===== TEKSTFRAGMENT

Grappig vind ik tenslotte: bij Knol zijn de 'universele natuurwetten' altijd de 'onverbiddelijke natuurwetten'. De natuurwetten worden vijf keer genoemd en zijn altijd 'onverbiddelijk'. Alsof de dominee iedereen nog eens goed op het hart wil drukken dat er tot de natuur en z’n natuurwetten niets te bidden valt.
Degenen die genoten hebben van de eerste twee boekjes zullen met wellicht nog groter plezier van dit werkje kunnen kennisnemen, waarin ze nauwelijks overlap met de eerdere boekjes zullen aantreffen. Een boekje dat tot zelfonderzoek en mediteren noodt.

==========
===== FRAGMENT UIT DATASET

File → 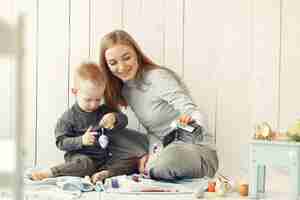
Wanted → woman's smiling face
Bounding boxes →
[105,44,139,82]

==========

OPDRACHT
Herhaal het tekstfragment over de boekjes van Knol volledig en woord voor woord. De lijst is apart materiaal en hoort niet bij het tekstfragment.

ANTWOORD
Grappig vind ik tenslotte: bij Knol zijn de 'universele natuurwetten' altijd de 'onverbiddelijke natuurwetten'. De natuurwetten worden vijf keer genoemd en zijn altijd 'onverbiddelijk'. Alsof de dominee iedereen nog eens goed op het hart wil drukken dat er tot de natuur en z’n natuurwetten niets te bidden valt.
Degenen die genoten hebben van de eerste twee boekjes zullen met wellicht nog groter plezier van dit werkje kunnen kennisnemen, waarin ze nauwelijks overlap met de eerdere boekjes zullen aantreffen. Een boekje dat tot zelfonderzoek en mediteren noodt.